GIVEN REQUEST - Reproduce the material below, substituting "Wildlife count" for every occurrence of "Camera-trap tally" and leaving everything else unchanged.

● ● ● ●

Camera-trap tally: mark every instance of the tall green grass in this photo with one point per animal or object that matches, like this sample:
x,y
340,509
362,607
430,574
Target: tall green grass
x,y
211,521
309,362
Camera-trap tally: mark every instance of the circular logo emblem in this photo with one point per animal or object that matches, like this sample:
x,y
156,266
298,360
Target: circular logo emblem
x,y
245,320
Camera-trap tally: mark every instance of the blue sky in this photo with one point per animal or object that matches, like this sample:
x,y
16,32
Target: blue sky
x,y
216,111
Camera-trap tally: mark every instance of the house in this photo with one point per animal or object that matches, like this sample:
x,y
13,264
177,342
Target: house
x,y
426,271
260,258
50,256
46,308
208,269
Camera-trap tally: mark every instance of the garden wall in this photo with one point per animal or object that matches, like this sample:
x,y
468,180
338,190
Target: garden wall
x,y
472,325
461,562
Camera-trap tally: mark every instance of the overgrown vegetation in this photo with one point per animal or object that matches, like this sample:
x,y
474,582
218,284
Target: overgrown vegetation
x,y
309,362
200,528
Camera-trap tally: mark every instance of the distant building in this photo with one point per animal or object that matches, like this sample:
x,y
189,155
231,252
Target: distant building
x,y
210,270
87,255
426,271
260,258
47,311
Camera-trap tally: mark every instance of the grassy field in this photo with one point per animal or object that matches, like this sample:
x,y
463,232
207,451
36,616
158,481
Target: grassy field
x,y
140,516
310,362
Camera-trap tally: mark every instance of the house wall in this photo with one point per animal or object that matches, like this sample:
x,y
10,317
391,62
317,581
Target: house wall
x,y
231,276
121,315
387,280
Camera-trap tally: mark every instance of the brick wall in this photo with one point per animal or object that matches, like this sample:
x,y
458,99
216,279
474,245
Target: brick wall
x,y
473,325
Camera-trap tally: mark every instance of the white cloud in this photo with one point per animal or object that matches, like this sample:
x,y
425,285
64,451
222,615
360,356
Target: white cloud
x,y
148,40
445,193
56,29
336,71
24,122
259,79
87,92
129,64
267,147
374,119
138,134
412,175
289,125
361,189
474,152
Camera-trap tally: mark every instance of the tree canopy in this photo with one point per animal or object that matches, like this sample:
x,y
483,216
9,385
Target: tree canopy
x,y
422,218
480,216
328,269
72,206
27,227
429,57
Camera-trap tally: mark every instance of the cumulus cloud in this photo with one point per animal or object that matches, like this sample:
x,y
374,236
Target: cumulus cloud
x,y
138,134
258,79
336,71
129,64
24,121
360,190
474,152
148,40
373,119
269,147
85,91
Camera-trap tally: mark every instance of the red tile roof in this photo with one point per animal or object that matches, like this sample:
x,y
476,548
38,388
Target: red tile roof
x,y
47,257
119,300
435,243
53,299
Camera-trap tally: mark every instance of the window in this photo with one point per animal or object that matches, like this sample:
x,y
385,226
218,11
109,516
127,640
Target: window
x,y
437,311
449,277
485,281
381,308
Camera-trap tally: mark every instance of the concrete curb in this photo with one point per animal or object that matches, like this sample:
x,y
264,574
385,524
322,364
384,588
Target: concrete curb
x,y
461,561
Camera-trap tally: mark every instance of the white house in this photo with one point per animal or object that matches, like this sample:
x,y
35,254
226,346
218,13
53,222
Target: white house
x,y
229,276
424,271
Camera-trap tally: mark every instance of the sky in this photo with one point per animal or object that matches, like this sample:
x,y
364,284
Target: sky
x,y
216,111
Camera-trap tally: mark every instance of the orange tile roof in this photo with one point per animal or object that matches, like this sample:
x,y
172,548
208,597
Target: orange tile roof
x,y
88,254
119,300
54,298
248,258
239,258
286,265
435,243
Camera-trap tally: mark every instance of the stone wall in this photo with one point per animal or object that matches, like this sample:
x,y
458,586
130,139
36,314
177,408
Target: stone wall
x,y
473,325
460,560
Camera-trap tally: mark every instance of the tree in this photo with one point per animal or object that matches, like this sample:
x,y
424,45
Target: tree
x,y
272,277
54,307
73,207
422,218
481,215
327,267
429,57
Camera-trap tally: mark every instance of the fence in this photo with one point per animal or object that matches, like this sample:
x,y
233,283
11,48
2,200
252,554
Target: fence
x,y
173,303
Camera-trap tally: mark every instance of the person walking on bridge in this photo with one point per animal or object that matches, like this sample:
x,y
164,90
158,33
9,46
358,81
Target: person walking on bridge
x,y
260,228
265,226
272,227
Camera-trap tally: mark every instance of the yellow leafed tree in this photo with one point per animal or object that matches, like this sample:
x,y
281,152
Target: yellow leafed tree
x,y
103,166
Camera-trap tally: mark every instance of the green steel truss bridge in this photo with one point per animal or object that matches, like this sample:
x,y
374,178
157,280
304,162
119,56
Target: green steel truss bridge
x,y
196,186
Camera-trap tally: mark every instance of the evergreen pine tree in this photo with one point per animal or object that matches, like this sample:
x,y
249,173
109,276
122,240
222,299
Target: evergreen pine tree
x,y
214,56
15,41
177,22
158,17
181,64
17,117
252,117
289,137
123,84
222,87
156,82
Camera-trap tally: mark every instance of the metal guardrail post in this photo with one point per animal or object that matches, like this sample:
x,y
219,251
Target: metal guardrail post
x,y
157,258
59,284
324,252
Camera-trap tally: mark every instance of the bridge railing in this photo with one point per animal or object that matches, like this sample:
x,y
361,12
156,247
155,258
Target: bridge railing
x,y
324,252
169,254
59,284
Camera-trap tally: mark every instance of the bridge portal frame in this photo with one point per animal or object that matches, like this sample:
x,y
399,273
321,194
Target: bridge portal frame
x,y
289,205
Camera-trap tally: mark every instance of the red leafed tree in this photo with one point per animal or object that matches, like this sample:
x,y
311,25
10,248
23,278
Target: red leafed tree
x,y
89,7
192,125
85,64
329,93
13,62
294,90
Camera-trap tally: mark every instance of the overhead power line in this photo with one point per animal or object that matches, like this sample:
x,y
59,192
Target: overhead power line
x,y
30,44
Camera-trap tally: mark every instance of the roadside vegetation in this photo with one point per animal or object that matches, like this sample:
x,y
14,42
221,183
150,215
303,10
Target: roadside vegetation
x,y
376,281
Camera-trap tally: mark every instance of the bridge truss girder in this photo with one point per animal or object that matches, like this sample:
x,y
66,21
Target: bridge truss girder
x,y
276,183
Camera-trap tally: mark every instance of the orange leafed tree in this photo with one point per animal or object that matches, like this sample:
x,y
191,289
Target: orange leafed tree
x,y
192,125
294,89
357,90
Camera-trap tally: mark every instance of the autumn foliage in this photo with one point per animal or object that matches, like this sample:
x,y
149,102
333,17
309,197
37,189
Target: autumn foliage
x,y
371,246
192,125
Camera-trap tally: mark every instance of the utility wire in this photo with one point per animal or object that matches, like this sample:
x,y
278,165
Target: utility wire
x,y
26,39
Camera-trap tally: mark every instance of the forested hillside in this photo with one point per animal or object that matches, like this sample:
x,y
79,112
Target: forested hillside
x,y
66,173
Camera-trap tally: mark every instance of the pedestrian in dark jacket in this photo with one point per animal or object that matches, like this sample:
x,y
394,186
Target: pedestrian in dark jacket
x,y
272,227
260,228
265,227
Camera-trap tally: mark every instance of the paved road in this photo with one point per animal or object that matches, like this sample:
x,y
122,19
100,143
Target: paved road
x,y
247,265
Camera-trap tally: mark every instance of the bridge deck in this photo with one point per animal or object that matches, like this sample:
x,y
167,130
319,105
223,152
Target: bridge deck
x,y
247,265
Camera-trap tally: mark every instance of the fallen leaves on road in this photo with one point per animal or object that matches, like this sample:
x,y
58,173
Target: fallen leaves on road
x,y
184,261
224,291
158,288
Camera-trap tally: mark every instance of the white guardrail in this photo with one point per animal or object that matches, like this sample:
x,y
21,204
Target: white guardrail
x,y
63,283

● ● ● ●

SOLUTION TO THIS TASK -
Wildlife count: mark every instance of the tall green grass in this photo with one point per animal or object that matches, like this sample:
x,y
340,509
362,607
430,574
Target: tall green grass
x,y
211,521
309,362
Wildlife count: mark every instance of the circular logo emblem in this photo with one point per animal or object that matches, like this sample:
x,y
156,266
298,360
Target: circular logo emblem
x,y
245,320
Wildlife count: mark every instance of the blue sky in this photo with one point per animal or object that matches, like this sample:
x,y
16,32
Target: blue sky
x,y
216,111
Wildlife count: mark every instance of the house in this photo with one point per animal or object that matches, like this sample:
x,y
13,264
177,342
Target: house
x,y
426,271
260,258
50,256
46,308
208,269
Wildlife count: mark every instance of the garden wall in this photo with one point per animal or object that matches, like this sample:
x,y
468,180
338,190
Target: garden wall
x,y
472,325
461,562
Wildlife count: mark every instance of the overgrown vegetation in this photo with one point per animal or object that matches, like this sample:
x,y
474,582
218,284
Target: overgrown vegetation
x,y
309,362
200,528
Wildlife count: mark every instance of the distant building in this photo with one point per animal or object that matches, like this sample:
x,y
189,155
231,252
Target: distant building
x,y
210,270
87,255
426,271
260,258
47,311
Wildlife count: mark every instance of the grassy field in this photo with one point per animal or object that matches, like this sample:
x,y
463,232
207,451
36,616
158,481
Target: grassy field
x,y
140,516
310,362
Wildlife count: mark every instance of the house wall in this photo with one point per animal or object that matches, like this sample:
x,y
10,317
391,62
317,581
Target: house wall
x,y
231,276
121,315
387,280
Wildlife count: mark every instance of the brick wall in this photo with one point per animal or object that matches, like this sample:
x,y
458,99
216,279
474,245
Target: brick wall
x,y
473,325
Wildlife count: mark every instance of the white cloud in this photo with one point per animal or object that matches, like this sample:
x,y
425,285
64,451
222,615
360,356
Target: white cloud
x,y
148,40
445,193
56,29
336,71
24,122
259,79
87,92
129,64
267,147
374,119
138,134
412,175
289,125
361,189
474,152
Wildlife count: mark every instance of the tree canopy in this photo with one point per animal or object that matches, like this sample:
x,y
483,216
9,385
Target: tree canopy
x,y
422,218
480,216
328,269
72,206
27,227
429,57
Wildlife count: mark every instance of the cumulus cloud in this photo with one point per animal or object that matches, like this sample:
x,y
374,236
Target: cumulus cloud
x,y
138,134
258,79
336,71
129,64
24,121
360,190
474,152
148,40
373,119
269,147
85,91
Wildlife count: mark every instance of the red tile roof in this photo with one point per animal or object that matches, like this sample:
x,y
476,548
38,388
Target: red tile roof
x,y
47,257
119,300
435,243
53,299
Wildlife count: mark every instance of the window in this photo with one point per animal or object that matches, like this sample:
x,y
385,226
218,11
109,516
127,640
Target: window
x,y
437,311
449,277
485,281
381,308
Wildlife count: mark every instance of the concrete curb in this photo with one point per animal or object that matches, like this sample:
x,y
264,574
385,524
322,364
384,588
Target: concrete curb
x,y
461,561
Wildlife count: mark every instance of the white house in this photo with one point per animal or object that matches, like this sample:
x,y
35,254
226,346
218,13
53,222
Target: white house
x,y
229,276
424,271
Wildlife count: mark every instance of the sky in this photo with one point per animal or object that matches, like this sample:
x,y
364,284
Target: sky
x,y
216,111
Wildlife count: mark every instance of the orange tile roof in this photo with one point per animal or object that matches, like this sample:
x,y
172,548
208,597
Target: orange tile roof
x,y
88,254
119,300
54,298
248,258
239,258
286,265
435,243
Wildlife count: mark every instance of the stone wall in this photo with one point per animal or object that matches, like this sample:
x,y
458,586
130,139
36,314
177,408
Target: stone wall
x,y
473,325
460,560
Wildlife count: mark every instance of the tree in this photo with one point per animal or object that matches, like this sample:
x,y
424,45
Target: tree
x,y
272,277
54,307
73,207
422,218
481,215
327,267
429,57
Wildlife count: mark every instance of the fence in this photo with one point per animal or object that matches, like this sample:
x,y
233,283
11,48
2,200
252,554
Target: fence
x,y
173,303
Wildlife count: mark every instance of the person walking on bridge in this photo with one point per animal or object that matches, like this sample:
x,y
164,90
158,33
9,46
358,81
Target: person walking on bridge
x,y
260,228
265,226
272,227
Wildlife count: mark every instance of the yellow leafed tree in this photo with one point per animal or object that matches, like this sample:
x,y
281,152
Target: yellow leafed tree
x,y
103,166
Wildlife count: mark every instance of the green steel truss bridge in this photo with one point per animal or object that matches, like this sample:
x,y
374,178
157,280
304,162
119,56
Target: green steel truss bridge
x,y
196,186
Wildlife count: mark every instance of the evergreen pine tree in this photo with one point per animal or object that matches, like this sample:
x,y
249,173
109,276
122,240
222,299
Target: evergreen pine tree
x,y
214,56
15,41
177,22
158,17
181,64
17,117
252,117
289,137
123,84
222,87
156,82
Wildlife count: mark every instance of the metal guardrail post in this photo with one point per animal or object that matches, like this sample:
x,y
219,251
Target: metal guardrail post
x,y
157,258
59,284
324,252
Wildlife count: mark every instance of the bridge railing in this photo with one point per animal or object that matches, like this sample:
x,y
361,12
156,247
155,258
Target: bridge railing
x,y
324,252
169,254
59,284
Wildlife count: mark every instance of the bridge portal frame in this photo with one point per animal or object that matches, like this sample:
x,y
399,273
321,194
Target: bridge portal frame
x,y
289,205
Wildlife count: mark every instance of the red leafed tree in this photo with one point per animal or object that matches, like this sample:
x,y
311,25
10,248
23,278
Target: red leafed tree
x,y
89,7
192,125
85,64
329,93
13,62
294,90
Wildlife count: mark every instance of the overhead power line in this photo with one point per animal or object that matches, like this sample:
x,y
59,192
Target: overhead power line
x,y
30,44
Wildlife count: mark every instance of the roadside vegetation in this photo with one point per animal or object that matches, like this sample:
x,y
14,42
221,183
150,215
303,10
Target: roadside vegetation
x,y
376,281
Wildlife count: mark every instance of the bridge truss girder in this photo with one point per animal or object that matches, like this sample:
x,y
66,21
Target: bridge truss girder
x,y
276,183
Wildlife count: mark every instance of the orange leafed tree in this photo with one point per animal or object that matches, like this sample:
x,y
191,289
Target: orange leafed tree
x,y
192,125
294,89
357,90
Wildlife count: mark every instance of the autumn foliage in this photo with one point per animal or object that matches, like this sample:
x,y
149,102
333,17
309,197
37,189
Target: autumn foliage
x,y
371,246
192,125
Wildlife count: mark every instance of the utility wire in this photo with one point per animal or object that matches, like this sample:
x,y
278,165
Target: utility wire
x,y
26,39
Wildlife count: mark every instance of the forested hillside in this photo with one point per animal or object that matches, like this sample:
x,y
79,112
Target: forested hillside
x,y
66,173
Wildlife count: mark every instance of the pedestrian in dark jacket in this photo with one point per animal or object that matches, like this sample:
x,y
394,186
Target: pedestrian in dark jacket
x,y
272,227
260,228
265,227
Wildlife count: mark every instance of the paved road in this photo with one point per animal or object that matches, like this sample:
x,y
122,19
100,143
Target: paved road
x,y
247,265
Wildlife count: mark every instance of the bridge deck in this photo with one point per animal or object that matches, like this sample:
x,y
167,130
319,105
223,152
Target: bridge deck
x,y
247,265
Wildlife count: mark every instance of the fallen leaves on road in this photo with one point per animal or object that matches, like this sample:
x,y
58,173
Target: fallen leaves on road
x,y
184,261
224,291
158,288
Wildlife count: mark every instance of the white guardrail in this photo with one point per animal or object that matches, like this sample:
x,y
21,204
Target: white guardrail
x,y
63,283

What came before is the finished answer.